** START OF PROVIDED ENTRIES **

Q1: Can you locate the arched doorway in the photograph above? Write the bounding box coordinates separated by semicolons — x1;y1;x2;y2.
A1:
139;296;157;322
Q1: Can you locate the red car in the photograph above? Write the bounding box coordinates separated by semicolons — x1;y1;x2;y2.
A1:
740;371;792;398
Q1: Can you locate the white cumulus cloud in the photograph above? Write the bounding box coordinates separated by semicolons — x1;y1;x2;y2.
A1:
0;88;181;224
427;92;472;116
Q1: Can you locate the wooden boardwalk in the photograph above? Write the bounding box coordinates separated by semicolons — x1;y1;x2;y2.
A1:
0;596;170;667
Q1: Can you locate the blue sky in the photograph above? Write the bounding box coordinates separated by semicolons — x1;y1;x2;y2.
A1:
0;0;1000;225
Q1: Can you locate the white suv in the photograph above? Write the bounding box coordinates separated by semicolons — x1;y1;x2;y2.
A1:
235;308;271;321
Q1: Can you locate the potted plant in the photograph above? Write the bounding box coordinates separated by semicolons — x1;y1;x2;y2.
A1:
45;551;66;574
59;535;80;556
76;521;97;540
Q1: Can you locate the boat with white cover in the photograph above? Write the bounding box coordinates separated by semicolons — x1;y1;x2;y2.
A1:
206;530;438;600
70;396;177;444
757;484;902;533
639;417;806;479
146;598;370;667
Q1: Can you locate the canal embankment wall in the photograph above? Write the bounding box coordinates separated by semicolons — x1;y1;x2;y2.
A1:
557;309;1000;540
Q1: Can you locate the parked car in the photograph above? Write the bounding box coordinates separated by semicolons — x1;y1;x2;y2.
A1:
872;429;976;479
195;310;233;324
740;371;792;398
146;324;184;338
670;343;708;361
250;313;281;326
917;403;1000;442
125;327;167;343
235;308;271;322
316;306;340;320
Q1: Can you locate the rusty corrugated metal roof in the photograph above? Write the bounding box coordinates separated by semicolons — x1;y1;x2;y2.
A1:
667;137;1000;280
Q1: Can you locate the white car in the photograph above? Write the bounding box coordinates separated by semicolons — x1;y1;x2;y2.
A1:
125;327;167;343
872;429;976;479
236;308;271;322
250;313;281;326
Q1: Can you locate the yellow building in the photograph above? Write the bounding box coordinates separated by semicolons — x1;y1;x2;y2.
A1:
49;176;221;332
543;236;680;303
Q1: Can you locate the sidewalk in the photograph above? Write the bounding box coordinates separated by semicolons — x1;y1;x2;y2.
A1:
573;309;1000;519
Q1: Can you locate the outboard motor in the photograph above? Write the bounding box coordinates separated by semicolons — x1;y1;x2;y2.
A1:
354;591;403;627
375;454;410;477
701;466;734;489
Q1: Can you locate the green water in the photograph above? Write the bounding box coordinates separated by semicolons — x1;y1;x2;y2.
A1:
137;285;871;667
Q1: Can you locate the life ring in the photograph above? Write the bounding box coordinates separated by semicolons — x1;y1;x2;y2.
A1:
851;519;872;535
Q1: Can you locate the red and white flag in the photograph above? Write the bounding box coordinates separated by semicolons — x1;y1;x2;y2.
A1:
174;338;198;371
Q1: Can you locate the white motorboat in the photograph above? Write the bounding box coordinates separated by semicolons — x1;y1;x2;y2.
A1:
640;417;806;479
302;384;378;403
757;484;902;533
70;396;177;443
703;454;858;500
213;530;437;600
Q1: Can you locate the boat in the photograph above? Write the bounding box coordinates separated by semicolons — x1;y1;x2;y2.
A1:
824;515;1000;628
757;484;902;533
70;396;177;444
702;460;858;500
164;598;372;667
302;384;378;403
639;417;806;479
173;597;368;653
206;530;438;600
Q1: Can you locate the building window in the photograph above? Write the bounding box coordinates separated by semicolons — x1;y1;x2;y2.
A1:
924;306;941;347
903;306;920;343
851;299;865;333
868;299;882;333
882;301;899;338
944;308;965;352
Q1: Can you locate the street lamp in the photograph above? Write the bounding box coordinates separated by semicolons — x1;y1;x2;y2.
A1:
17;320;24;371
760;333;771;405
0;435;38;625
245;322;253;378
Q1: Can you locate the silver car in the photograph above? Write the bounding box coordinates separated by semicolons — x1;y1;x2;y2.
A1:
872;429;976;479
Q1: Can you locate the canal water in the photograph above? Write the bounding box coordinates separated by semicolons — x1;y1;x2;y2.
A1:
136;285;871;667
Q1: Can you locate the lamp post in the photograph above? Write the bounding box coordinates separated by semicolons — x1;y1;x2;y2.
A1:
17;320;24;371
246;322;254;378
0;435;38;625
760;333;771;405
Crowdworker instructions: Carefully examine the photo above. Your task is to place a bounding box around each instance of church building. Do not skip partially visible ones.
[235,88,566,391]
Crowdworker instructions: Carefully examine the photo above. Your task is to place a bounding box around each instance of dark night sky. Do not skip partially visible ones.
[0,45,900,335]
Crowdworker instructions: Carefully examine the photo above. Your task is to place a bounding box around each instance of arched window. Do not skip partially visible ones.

** END OF PROVIDED ENTRIES **

WHAT THE TASK ASKS »
Format all of the records above as a numbered list, leaving out any blank lines.

WRITTEN RESPONSE »
1. Q1: Can you locate the arched doorway in the photograph above? Write the bounding box coordinates separated by semicolons — x1;y1;x2;y2.
2. A1:
3. 139;296;157;322
4. Q1: Can you locate the red car in the photograph above? Write the bounding box coordinates separated by semicolons — x1;y1;x2;y2.
5. A1:
6. 740;371;792;398
7. Q1: Can you locate the white cumulus cloud in the photograph above? Write the bounding box coordinates separated by semicolons — x1;y1;x2;y2.
8. A1:
9. 0;88;181;224
10. 427;92;472;116
11. Q1: Can you locate the wooden boardwalk in the photograph above? Write the bounding box coordinates separated by semicolons — x1;y1;x2;y2.
12. A1:
13. 0;596;170;667
14. Q1: Can you locate the blue sky in the photograph above? Write the bounding box coordinates separated by semicolons — x1;y1;x2;y2.
15. A1:
16. 0;0;1000;225
17. Q1: Can you locate the white suv in the photograph above? Write the bounding box coordinates separated by semicolons — x1;y1;x2;y2.
18. A1:
19. 235;308;271;321
20. Q1: Can you locate the potted plant in the photograph above? Write the bounding box coordinates separated by semicolons — x1;y1;x2;y2.
21. A1:
22. 45;551;66;574
23. 59;535;80;556
24. 76;521;97;540
25. Q1: Can you locate the boat with white cover in the photograph above? Write the bounding box coordinates separated by semicolons — x1;y1;x2;y2.
26. A1:
27. 206;530;438;600
28. 70;396;177;444
29. 757;484;902;533
30. 639;417;806;479
31. 146;598;370;667
32. Q1: Can you locate the canal embankment wall in the photograph above? Write the bounding box coordinates separated by semicolons — x1;y1;x2;y2.
33. A1:
34. 557;309;1000;540
35. Q1: Can you locate the parked car in the photograph above? Write the bounding box coordinates separated by semicolons — x1;y1;x2;y2.
36. A1:
37. 872;429;976;479
38. 195;310;233;324
39. 740;371;792;398
40. 146;324;184;338
41. 670;343;708;361
42. 250;313;281;326
43. 917;403;1000;442
44. 125;327;167;343
45. 235;308;271;322
46. 316;306;340;320
47. Q1: Can you locate the rusty corrugated metal roof in the photograph above? Write the bounding box coordinates separated by semicolons — x1;y1;x2;y2.
48. A1:
49. 667;137;1000;280
50. Q1: Can you locate the white car in the photograph above? Write the bounding box coordinates separated by semicolons — x1;y1;x2;y2.
51. A1:
52. 125;327;167;343
53. 872;429;976;479
54. 236;308;271;322
55. 250;313;281;326
56. Q1: Can you locate the yellow building in the photograph above? Write the bounding box coordinates separated by semicolons — x1;y1;x2;y2.
57. A1:
58. 49;176;221;332
59. 543;236;680;303
60. Q1: Can you locate the sidewalk in the photograph above? Write the bounding box coordinates separated by semicolons — x1;y1;x2;y2.
61. A1:
62. 573;309;1000;519
63. Q1: Can you locate the outboard motor in the photograph above? Write the bounding box coordinates separated by semicolons — x1;y1;x2;y2.
64. A1:
65. 354;591;403;627
66. 375;454;410;477
67. 701;466;734;489
68. Q1: Can you locate the green water in the photograph above? Write the bounding box coordinates separated by semicolons — x1;y1;x2;y2.
69. A1:
70. 137;285;871;667
71. Q1: Can you locate the life ring in the photograph above? Write the bounding box coordinates separated by semicolons — x1;y1;x2;y2.
72. A1:
73. 851;519;872;535
74. Q1: Can you locate the red and white flag in the photograph above? Write the bounding box coordinates separated by semicolons — x1;y1;x2;y2.
75. A1:
76. 174;338;198;371
77. Q1: Can you locate the white motorboat in the photograph above? Write the bounding box coordinates separated by semicolons — x1;y1;x2;y2.
78. A1:
79. 640;417;806;479
80. 302;384;378;403
81. 757;484;902;533
82. 70;396;177;443
83. 703;454;858;500
84. 213;530;437;600
85. Q1: Can you locate the boat in the photograph above? Write the bounding box coordinates separated by semicolons — x1;y1;x2;y2.
86. A1:
87. 824;515;1000;628
88. 757;484;902;533
89. 70;396;177;444
90. 702;460;858;500
91. 164;598;372;667
92. 302;384;378;403
93. 639;417;806;479
94. 173;597;368;653
95. 206;530;438;600
96. Q1: Can you locate the building window in the photograph above? Write the bounding box coordinates separated by semicolons — x1;y1;x2;y2.
97. A1:
98. 924;306;941;347
99. 903;306;920;343
100. 851;299;865;333
101. 868;299;882;333
102. 882;301;899;338
103. 944;308;965;352
104. Q1: Can you locate the street lamp in the photograph above? Write the bounding box coordinates separated by semicolons — x1;y1;x2;y2.
105. A1:
106. 17;320;24;371
107. 760;333;771;405
108. 0;435;38;625
109. 245;322;253;378
110. Q1: Can you locate the silver car in the photograph above? Write the bounding box coordinates separated by semicolons — x1;y1;x2;y2.
111. A1:
112. 872;429;976;479
113. Q1: Can you locate the canal water in the photograph above? Write the bounding box coordinates separated by semicolons — x1;y1;x2;y2.
114. A1:
115. 136;285;871;667
116. Q1: Can you locate the lamp post in the photograph above? Write the bounding box coordinates separated by semicolons — x1;y1;x2;y2.
117. A1:
118. 17;320;24;371
119. 246;322;254;378
120. 0;435;38;625
121. 760;333;771;405
122. Crowdworker instructions: Carefully examine the photo above. Your task is to place a bounding box around each instance of church building. Do not skip partially visible ones.
123. [235,88,566,391]
124. Crowdworker instructions: Carefully examine the photo above. Your task is to place a bounding box around each instance of dark night sky. Do not skip partially visible ones.
125. [0,45,900,335]
126. Crowdworker instructions: Carefully examine the photo above. Your task is to place a bounding box around each instance of arched window. Do not skip partially visible ones.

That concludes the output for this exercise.